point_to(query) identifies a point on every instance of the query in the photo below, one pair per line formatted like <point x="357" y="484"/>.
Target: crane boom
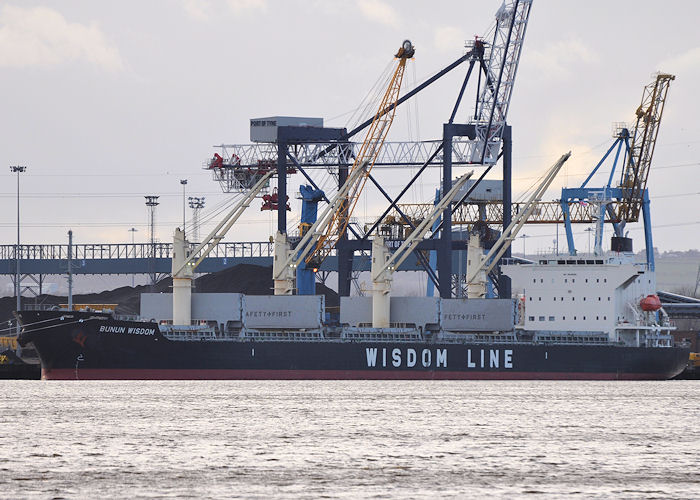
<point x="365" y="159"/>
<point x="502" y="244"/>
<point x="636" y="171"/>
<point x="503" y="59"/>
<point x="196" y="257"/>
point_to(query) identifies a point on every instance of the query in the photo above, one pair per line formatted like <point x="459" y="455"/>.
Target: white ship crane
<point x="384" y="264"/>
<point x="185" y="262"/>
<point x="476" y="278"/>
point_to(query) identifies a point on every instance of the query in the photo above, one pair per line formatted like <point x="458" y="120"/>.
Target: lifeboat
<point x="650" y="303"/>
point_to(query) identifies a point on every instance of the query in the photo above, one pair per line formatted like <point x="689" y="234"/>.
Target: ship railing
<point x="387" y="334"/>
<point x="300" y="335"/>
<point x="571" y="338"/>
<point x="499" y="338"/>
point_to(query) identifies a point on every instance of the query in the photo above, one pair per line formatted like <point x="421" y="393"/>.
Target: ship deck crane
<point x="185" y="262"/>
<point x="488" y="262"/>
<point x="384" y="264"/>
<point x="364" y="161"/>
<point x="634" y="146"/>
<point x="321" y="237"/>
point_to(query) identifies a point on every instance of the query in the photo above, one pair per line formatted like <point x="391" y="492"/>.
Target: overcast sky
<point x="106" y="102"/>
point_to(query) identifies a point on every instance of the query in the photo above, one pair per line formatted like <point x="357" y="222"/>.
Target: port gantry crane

# # # # #

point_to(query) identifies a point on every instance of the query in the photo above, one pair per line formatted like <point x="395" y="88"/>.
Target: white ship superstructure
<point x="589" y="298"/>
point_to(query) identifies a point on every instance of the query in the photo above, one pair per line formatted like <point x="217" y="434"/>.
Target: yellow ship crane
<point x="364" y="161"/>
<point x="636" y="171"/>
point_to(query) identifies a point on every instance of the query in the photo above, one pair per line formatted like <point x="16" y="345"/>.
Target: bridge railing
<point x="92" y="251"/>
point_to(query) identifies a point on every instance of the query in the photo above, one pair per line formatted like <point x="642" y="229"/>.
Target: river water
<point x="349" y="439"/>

# # # # #

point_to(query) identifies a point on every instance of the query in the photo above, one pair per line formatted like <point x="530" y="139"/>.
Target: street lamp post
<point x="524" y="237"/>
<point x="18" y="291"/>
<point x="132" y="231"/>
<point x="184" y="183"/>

# # # # #

■ **EXERCISE GOAL**:
Rewrite the stretch of the records above from the line containing "photo below, one" through the line containing "Target: port gantry crane", replacing "Target" with "Query" and leaving everything else unchanged. Leave out the pictures.

■ **SOLUTION FOR THIS PROBLEM**:
point_to(query) identifies a point on every instance of the query in the photo below, one pair per line formatted like <point x="357" y="484"/>.
Query: crane boom
<point x="365" y="159"/>
<point x="502" y="244"/>
<point x="636" y="171"/>
<point x="503" y="59"/>
<point x="196" y="257"/>
point_to(query) identifies a point on every instance of the query in the photo above, one pair per line formatted like <point x="459" y="455"/>.
Query: white ship crane
<point x="384" y="264"/>
<point x="185" y="262"/>
<point x="476" y="278"/>
point_to(query) identifies a point on every instance of the query in the photo above, one pair per line formatted like <point x="458" y="120"/>.
Query: lifeboat
<point x="650" y="303"/>
point_to(query) identifies a point on every instance of the query in the photo above, one pair per line formatted like <point x="689" y="234"/>.
Query: ship railing
<point x="387" y="334"/>
<point x="300" y="335"/>
<point x="571" y="338"/>
<point x="499" y="338"/>
point_to(query) identifies a point on every instance of the query in the photo above, one pair per line formatted like <point x="421" y="393"/>.
Query: ship deck crane
<point x="185" y="262"/>
<point x="488" y="262"/>
<point x="384" y="264"/>
<point x="364" y="161"/>
<point x="634" y="146"/>
<point x="321" y="237"/>
point_to(query) identifies a point on every instance of the query in the photo above, one pair per line formatted like <point x="391" y="492"/>.
Query: overcast sky
<point x="106" y="102"/>
point_to(query) identifies a point on every instance of the query in the photo above, one pair per line formatted like <point x="357" y="222"/>.
Query: port gantry crane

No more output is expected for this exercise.